§ Short task
Please gather every line from the entries below that contains the string "sign" and copy each of those lines in full. Case counts, so a line matches only if its capitals and lowercase letters agree.
-*-*-
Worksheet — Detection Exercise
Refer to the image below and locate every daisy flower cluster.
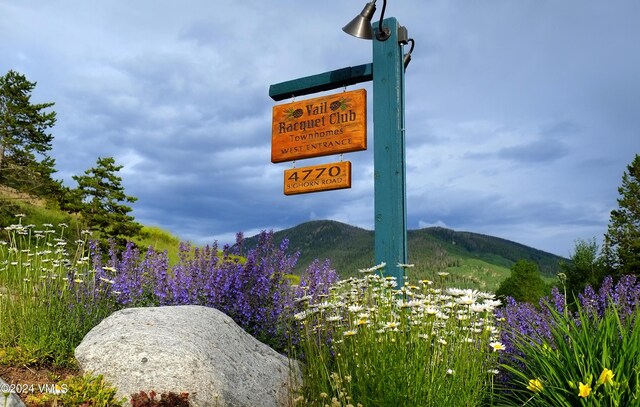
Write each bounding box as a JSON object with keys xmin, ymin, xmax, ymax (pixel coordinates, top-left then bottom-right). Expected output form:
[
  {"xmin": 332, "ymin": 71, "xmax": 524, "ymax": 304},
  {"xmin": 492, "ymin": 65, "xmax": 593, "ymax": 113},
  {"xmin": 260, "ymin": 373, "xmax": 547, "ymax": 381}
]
[{"xmin": 295, "ymin": 267, "xmax": 504, "ymax": 405}]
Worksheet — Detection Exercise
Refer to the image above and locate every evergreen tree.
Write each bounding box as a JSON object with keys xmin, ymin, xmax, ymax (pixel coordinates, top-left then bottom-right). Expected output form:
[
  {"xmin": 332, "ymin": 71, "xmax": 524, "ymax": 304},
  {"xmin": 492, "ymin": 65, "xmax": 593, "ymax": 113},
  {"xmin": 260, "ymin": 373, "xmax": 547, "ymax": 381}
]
[
  {"xmin": 0, "ymin": 71, "xmax": 60, "ymax": 196},
  {"xmin": 496, "ymin": 260, "xmax": 548, "ymax": 304},
  {"xmin": 69, "ymin": 157, "xmax": 142, "ymax": 245},
  {"xmin": 603, "ymin": 154, "xmax": 640, "ymax": 276}
]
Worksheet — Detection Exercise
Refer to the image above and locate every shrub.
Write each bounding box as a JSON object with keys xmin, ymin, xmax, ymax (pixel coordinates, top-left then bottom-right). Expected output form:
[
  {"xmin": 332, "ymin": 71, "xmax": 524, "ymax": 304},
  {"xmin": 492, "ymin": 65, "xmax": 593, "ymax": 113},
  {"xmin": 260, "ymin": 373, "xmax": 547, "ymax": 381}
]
[
  {"xmin": 497, "ymin": 276, "xmax": 640, "ymax": 406},
  {"xmin": 92, "ymin": 232, "xmax": 297, "ymax": 350}
]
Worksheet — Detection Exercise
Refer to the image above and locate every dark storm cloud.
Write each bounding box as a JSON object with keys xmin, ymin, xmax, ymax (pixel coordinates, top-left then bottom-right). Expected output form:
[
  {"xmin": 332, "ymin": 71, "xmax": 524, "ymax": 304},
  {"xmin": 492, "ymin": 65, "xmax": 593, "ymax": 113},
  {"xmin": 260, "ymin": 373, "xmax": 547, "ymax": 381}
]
[{"xmin": 0, "ymin": 0, "xmax": 640, "ymax": 255}]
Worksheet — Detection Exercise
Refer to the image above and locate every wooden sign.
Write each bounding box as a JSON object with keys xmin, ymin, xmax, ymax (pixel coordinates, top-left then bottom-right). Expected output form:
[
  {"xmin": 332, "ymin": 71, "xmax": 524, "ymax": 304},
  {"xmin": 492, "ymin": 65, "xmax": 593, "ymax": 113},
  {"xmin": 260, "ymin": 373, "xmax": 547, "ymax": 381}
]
[
  {"xmin": 271, "ymin": 89, "xmax": 367, "ymax": 163},
  {"xmin": 284, "ymin": 161, "xmax": 351, "ymax": 195}
]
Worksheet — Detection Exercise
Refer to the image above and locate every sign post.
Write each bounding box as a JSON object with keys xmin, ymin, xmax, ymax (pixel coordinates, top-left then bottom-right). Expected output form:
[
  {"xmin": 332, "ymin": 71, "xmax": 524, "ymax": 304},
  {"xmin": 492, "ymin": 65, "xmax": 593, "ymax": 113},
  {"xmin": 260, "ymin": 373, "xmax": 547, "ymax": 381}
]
[
  {"xmin": 269, "ymin": 18, "xmax": 407, "ymax": 286},
  {"xmin": 373, "ymin": 18, "xmax": 407, "ymax": 286}
]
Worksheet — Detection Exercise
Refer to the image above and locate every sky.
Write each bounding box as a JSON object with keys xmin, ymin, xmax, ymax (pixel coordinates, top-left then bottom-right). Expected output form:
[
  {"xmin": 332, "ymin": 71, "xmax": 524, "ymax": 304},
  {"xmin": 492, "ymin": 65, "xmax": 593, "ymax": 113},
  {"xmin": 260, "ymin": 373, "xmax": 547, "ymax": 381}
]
[{"xmin": 0, "ymin": 0, "xmax": 640, "ymax": 257}]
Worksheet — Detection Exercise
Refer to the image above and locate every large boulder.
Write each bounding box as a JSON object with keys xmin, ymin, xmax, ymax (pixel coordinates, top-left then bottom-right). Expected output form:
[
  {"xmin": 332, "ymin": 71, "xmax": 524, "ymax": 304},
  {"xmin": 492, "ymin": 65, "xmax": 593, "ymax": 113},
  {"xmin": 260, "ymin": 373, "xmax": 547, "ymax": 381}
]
[
  {"xmin": 0, "ymin": 379, "xmax": 24, "ymax": 407},
  {"xmin": 75, "ymin": 305, "xmax": 301, "ymax": 407}
]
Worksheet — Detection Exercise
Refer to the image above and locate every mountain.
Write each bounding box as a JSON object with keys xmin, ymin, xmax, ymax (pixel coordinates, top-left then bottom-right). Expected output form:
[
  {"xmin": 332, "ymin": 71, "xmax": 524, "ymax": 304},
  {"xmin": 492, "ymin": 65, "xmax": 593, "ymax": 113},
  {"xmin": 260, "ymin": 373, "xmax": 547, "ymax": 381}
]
[{"xmin": 245, "ymin": 220, "xmax": 569, "ymax": 290}]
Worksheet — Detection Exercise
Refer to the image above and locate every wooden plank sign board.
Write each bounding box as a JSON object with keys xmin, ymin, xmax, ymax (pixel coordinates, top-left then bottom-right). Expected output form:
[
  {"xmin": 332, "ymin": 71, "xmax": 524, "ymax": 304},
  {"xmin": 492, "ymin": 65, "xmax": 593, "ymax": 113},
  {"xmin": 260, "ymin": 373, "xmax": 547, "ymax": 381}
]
[
  {"xmin": 284, "ymin": 161, "xmax": 351, "ymax": 195},
  {"xmin": 271, "ymin": 89, "xmax": 367, "ymax": 163}
]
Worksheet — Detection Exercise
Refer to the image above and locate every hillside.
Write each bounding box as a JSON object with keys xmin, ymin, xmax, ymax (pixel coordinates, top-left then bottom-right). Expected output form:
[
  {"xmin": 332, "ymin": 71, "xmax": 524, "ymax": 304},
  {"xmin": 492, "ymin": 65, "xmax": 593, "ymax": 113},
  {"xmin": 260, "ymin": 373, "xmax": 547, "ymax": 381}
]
[{"xmin": 246, "ymin": 220, "xmax": 568, "ymax": 290}]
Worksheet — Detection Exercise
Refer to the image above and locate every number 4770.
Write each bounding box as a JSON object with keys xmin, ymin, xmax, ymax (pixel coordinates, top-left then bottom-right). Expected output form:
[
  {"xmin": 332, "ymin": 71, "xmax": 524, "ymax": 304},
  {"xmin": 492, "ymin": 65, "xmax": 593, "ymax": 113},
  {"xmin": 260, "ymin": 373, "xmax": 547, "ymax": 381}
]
[{"xmin": 288, "ymin": 165, "xmax": 340, "ymax": 181}]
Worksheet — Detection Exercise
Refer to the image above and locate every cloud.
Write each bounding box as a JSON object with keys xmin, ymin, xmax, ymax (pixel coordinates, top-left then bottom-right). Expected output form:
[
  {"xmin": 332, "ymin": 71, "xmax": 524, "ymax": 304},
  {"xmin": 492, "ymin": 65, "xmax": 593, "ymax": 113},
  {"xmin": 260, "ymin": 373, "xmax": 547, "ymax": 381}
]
[{"xmin": 0, "ymin": 0, "xmax": 640, "ymax": 255}]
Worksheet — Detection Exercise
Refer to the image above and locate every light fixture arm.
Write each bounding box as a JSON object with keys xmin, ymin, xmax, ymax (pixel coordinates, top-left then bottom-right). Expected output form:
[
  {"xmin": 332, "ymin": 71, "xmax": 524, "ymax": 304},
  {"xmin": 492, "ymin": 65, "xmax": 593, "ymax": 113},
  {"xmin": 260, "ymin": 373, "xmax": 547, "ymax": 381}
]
[
  {"xmin": 402, "ymin": 38, "xmax": 416, "ymax": 69},
  {"xmin": 376, "ymin": 0, "xmax": 391, "ymax": 41}
]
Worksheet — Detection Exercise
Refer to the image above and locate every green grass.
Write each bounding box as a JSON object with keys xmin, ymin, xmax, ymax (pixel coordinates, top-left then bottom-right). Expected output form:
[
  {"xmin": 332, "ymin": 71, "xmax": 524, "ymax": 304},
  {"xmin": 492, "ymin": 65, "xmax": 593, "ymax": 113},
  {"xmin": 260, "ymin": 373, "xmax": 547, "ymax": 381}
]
[
  {"xmin": 134, "ymin": 226, "xmax": 180, "ymax": 264},
  {"xmin": 500, "ymin": 305, "xmax": 640, "ymax": 407}
]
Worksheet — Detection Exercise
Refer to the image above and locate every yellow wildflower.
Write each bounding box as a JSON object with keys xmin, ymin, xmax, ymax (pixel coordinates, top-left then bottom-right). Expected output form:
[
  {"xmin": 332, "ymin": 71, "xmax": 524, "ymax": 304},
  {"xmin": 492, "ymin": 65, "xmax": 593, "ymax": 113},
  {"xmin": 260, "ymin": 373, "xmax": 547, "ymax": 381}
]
[
  {"xmin": 578, "ymin": 382, "xmax": 591, "ymax": 397},
  {"xmin": 527, "ymin": 379, "xmax": 544, "ymax": 393},
  {"xmin": 598, "ymin": 367, "xmax": 615, "ymax": 384}
]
-*-*-
§ Result below
Refer to the image above and locate every wooden sign.
Refer to the image above and locate every sign post.
Refer to the image above and locate every wooden plank sign board.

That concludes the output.